BRIEF =>
Edit the lines below so that "marker" becomes "pin" everywhere, with nothing else changed. Leave the pictures out of your answer.

Image point annotation lines =>
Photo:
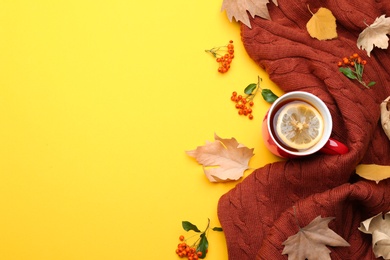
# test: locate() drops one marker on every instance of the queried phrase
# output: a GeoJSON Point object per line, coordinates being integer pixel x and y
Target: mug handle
{"type": "Point", "coordinates": [334, 147]}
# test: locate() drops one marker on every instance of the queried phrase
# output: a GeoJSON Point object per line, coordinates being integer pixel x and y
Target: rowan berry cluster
{"type": "Point", "coordinates": [353, 68]}
{"type": "Point", "coordinates": [243, 104]}
{"type": "Point", "coordinates": [224, 55]}
{"type": "Point", "coordinates": [186, 251]}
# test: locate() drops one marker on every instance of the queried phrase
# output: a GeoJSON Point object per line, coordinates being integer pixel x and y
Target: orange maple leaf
{"type": "Point", "coordinates": [310, 242]}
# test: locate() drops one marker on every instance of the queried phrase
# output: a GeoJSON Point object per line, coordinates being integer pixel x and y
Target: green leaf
{"type": "Point", "coordinates": [372, 83]}
{"type": "Point", "coordinates": [219, 229]}
{"type": "Point", "coordinates": [348, 72]}
{"type": "Point", "coordinates": [189, 226]}
{"type": "Point", "coordinates": [250, 88]}
{"type": "Point", "coordinates": [268, 95]}
{"type": "Point", "coordinates": [203, 245]}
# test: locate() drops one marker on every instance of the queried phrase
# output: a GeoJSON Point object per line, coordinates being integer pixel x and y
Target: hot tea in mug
{"type": "Point", "coordinates": [297, 124]}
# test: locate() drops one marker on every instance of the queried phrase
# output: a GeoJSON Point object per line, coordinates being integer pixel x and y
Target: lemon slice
{"type": "Point", "coordinates": [299, 125]}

RESULT OF THIS EXERCISE =>
Photo:
# test: locate() drops one pin on every instance of the queried phrase
# output: a GeoJSON Point object per line, coordinates being integer pixel x and y
Target: mug handle
{"type": "Point", "coordinates": [334, 147]}
# test: locate() drops one pin on every instance of the queried phrase
# output: a GeoJSON Point object per line, coordinates being integer pixel x and y
Target: rowan berry cluster
{"type": "Point", "coordinates": [353, 68]}
{"type": "Point", "coordinates": [243, 104]}
{"type": "Point", "coordinates": [224, 55]}
{"type": "Point", "coordinates": [186, 251]}
# test: locate() drops one pin on every instance of the queried phrase
# output: a GeoJSON Point object per line, coordinates being integer pixel x and y
Target: orange maple leaf
{"type": "Point", "coordinates": [310, 242]}
# test: locate() drops one pin on every instance of the queried phrase
# output: a GeoJSON Point object per line, coordinates being integer pixel x and y
Target: green leaf
{"type": "Point", "coordinates": [372, 83]}
{"type": "Point", "coordinates": [219, 229]}
{"type": "Point", "coordinates": [348, 72]}
{"type": "Point", "coordinates": [189, 226]}
{"type": "Point", "coordinates": [250, 88]}
{"type": "Point", "coordinates": [268, 95]}
{"type": "Point", "coordinates": [203, 245]}
# test: locate() drops one pin on every instance of the queried phrase
# output: a GeoJSON Point object per line, coordinates being integer pixel x and y
Target: hot tea in mug
{"type": "Point", "coordinates": [297, 124]}
# test: locate() drops one pin on every instance of the queried phrase
# output: a GeoJSON Point object per line, coordinates being integer pixel x and y
Target: lemon slice
{"type": "Point", "coordinates": [299, 125]}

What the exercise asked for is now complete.